| TASK DESCRIPTION |
The records below must be duplicated exactly, character for character.

| INFORMATION SUPPLIED |
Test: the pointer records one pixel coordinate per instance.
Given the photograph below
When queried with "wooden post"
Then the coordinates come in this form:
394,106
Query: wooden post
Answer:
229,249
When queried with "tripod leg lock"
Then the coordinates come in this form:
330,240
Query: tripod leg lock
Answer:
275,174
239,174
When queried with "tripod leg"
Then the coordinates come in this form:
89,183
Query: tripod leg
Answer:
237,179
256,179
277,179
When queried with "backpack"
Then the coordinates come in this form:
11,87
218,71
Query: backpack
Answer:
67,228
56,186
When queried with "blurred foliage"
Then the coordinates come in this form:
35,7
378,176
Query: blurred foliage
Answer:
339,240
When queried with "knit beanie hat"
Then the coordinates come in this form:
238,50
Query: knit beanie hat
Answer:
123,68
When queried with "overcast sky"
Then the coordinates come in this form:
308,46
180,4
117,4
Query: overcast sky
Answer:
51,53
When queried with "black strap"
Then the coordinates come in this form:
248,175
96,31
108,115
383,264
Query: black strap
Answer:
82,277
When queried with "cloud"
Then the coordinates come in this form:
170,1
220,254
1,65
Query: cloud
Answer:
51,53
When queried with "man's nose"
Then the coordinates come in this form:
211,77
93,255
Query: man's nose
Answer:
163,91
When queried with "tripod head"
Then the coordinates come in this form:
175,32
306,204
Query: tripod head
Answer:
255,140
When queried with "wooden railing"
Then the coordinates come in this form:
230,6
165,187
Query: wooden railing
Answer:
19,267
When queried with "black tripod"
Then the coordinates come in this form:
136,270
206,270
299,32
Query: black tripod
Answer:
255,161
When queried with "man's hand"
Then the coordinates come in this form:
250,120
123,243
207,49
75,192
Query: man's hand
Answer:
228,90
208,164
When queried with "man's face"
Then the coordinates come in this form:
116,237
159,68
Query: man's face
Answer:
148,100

| SOLUTION FOR THIS TASK |
Test: the pointer records one pixel coordinate per instance.
Given the photograph below
When queried with "wooden post"
Then the coordinates come in this form:
394,106
Query: wooden post
Answer:
229,249
When queried with "tripod leg lock"
Then the coordinates come in this form:
330,240
Query: tripod leg lock
Answer:
275,174
239,174
When queried with "tripod leg"
Then the coordinates come in this form:
89,183
Query: tripod leg
Answer:
237,179
256,179
277,179
When queried with "backpack"
Then the coordinates come in this form:
11,87
218,71
Query: backpack
Answer:
67,228
56,186
When queried with "blurred foliage"
Then the coordinates come in this form:
35,7
378,176
Query: blurred foliage
Answer:
339,240
When queried with "knit beanie hat"
Then the coordinates come in this form:
238,50
Query: knit beanie hat
Answer:
123,68
When queried with "overcast sky"
Then the coordinates come in this form:
308,46
180,4
117,4
Query: overcast sky
Answer:
51,53
When queried with "black strap"
Then the coordinates come in this form:
248,175
96,31
108,115
383,264
Query: black strap
Answer:
82,277
When queried with "cloud"
Then the coordinates come in this form:
170,1
220,254
1,65
Query: cloud
Answer:
51,53
When queried with "man's nose"
Then the coordinates come in this form:
211,77
93,255
Query: man's nose
Answer:
163,91
When queried with "tripod head"
Then the coordinates come in this form:
175,32
306,204
Query: tripod head
Answer:
255,140
When queried with "wooden railing"
Then the coordinates come in this form:
230,6
165,187
Query: wooden railing
Answer:
19,267
When queried with "black tripod"
Then the coordinates come in this form:
136,270
206,270
299,32
Query: black tripod
Answer:
255,161
When queried with "man's hand"
Then the coordinates come in this form:
250,120
123,243
207,49
75,192
Query: man's hand
Answer:
228,90
208,164
When queried with "man's face"
Then the coordinates come in this form:
116,237
159,68
Query: man's face
Answer:
148,100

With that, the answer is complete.